Phase Transitions Exist Only In the Thermodynamic Limit Or

[maverick_starstrider]

It is often said that phase transitions only exist in the thermodynamic limit based on some proof like:

-A system has time-reversal symmetry thus its TOTAL free energy F(H)=F(-H) (H is the field) therefore the magnetization is

M(H)=\frac{\partial F(H)}{\partial H}=\frac{\partial F(-H)}{\partial(- H)}=-\frac{\partial F(-H)}{\partial H}=-M(H)

Thefore, M(H)=-M(H) therefore at M=0 we have

M(0)=-M(0) therefore M(0)=0, thus no spontaneous magnetization. However, in the thermodynamic limit f(H) (the free energy per site) may have a discontinuity at H=0 and therefore the above is not necessarily true, and so on thus true phase transitions only exist in the thermodynamics limit.

Here's where I get confused. Can we not just say that the total free energy F(H) for a finite system of N spins is really F(H)=N f(H) and the same argument applies. Therefore, isn't it really just the case the the thermodynamic limit EXIST and not necessarily that the system be at it?

 

[Mute]

Let f_N(H) = F(H)/N. Let

f_\infty(H) = \lim_{N\rightarrow \infty} f_N(H).

Material:
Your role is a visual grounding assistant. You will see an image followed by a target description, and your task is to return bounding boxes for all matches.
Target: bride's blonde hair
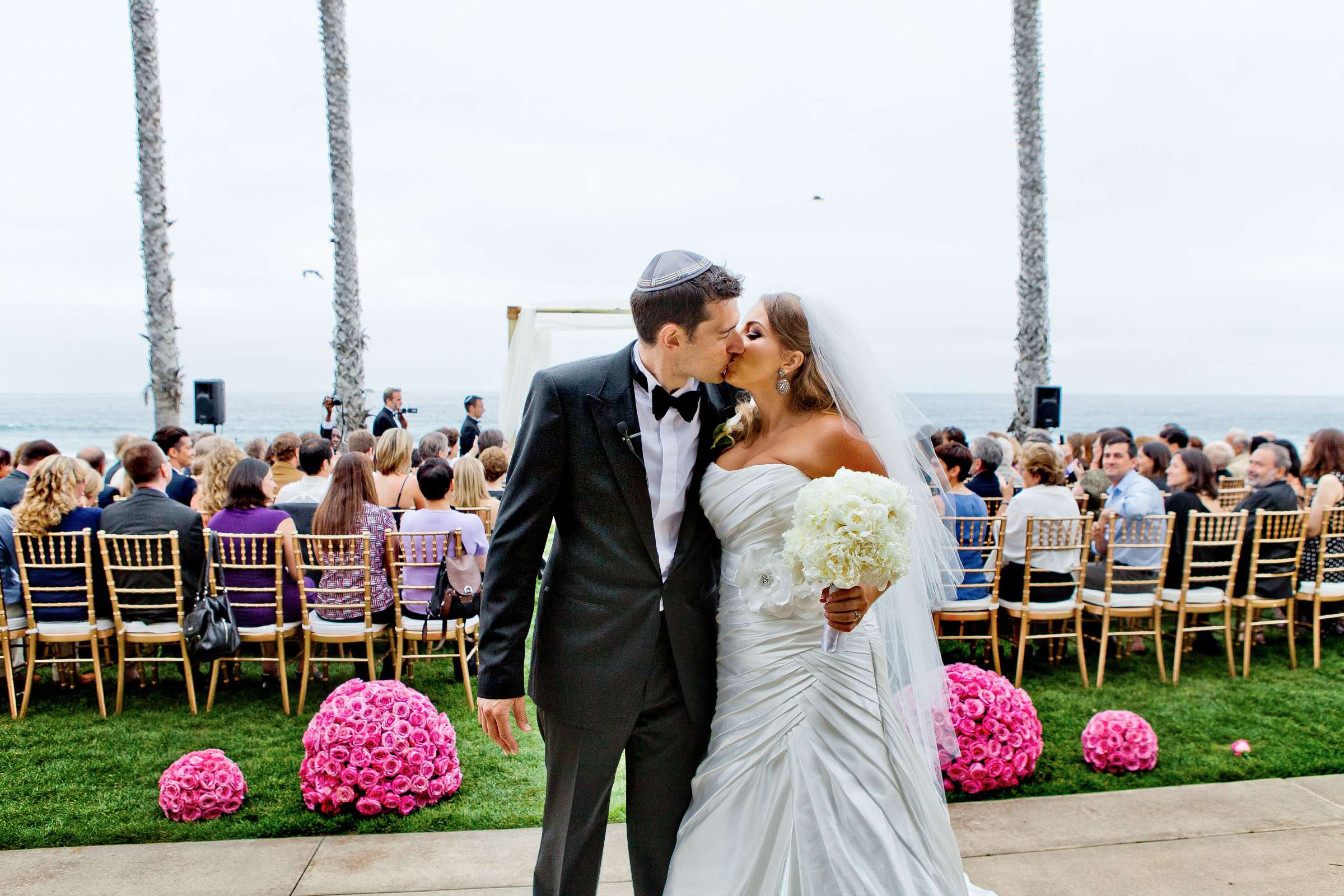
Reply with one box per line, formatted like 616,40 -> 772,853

Tasks to complete:
1) In the thread on phase transitions and the thermodynamic limit, what property of the system does the original post cite as the reason that the total free energy satisfies F(H)=F(-H)?
2) Continue the thread on phase transitions and the thermodynamic limit from its last line.

Task-by-task answers:
1) Time-reversal symmetry.

2)
f_\infty(H) and f_N(H) are not the same function. The free energy F(H) is only proportional to N in the thermodynamic limit. For example, the free energy of a 1d Ising ring is F(H) = -kT\log(\lambda_1(H,T)^N+\lambda_2(H,T)^N), where the lamba's are eigenvalues of a certain matrix, and \lambda_1 > \lambda_2 (except when T = 0). You can check that under these conditions it is only when N \rightarrow \infty that F(H) is asymptotically proportional to N. Hence, in general, f_\infty(H) has a discontinuity at H = 0, as you have said, but f_N(H) does not.

The operations of taking N \rightarrow \infty and the derivation of the free energy do not commute, so you cannot establish the phase transition without the thermodynamic limit.

 

[genneth]

See: http://link.aps.org/doi/10.1103/PhysRev.87.404 : [1] C. N. Yang and T. D. Lee, Physical Review 87, 404-409 (1952).